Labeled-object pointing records
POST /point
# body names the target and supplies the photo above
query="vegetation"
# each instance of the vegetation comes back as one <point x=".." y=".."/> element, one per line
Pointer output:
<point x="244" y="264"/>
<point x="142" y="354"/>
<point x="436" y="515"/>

## [TO BE DONE]
Lay out every line of the records as a Markdown table with two columns, Row and Line, numbering the rows in order and leaving out any blank lines.

## [THE REPLY]
| Row | Line |
|---|---|
| 1 | POST /point |
| 2 | # body names the target and supplies the photo above |
| 3 | query="vegetation" |
| 4 | # each instance of the vegetation comes back as one <point x=".." y=".."/> element, one per line |
| 5 | Pointer output: |
| 6 | <point x="244" y="264"/> |
| 7 | <point x="142" y="354"/> |
| 8 | <point x="436" y="515"/> |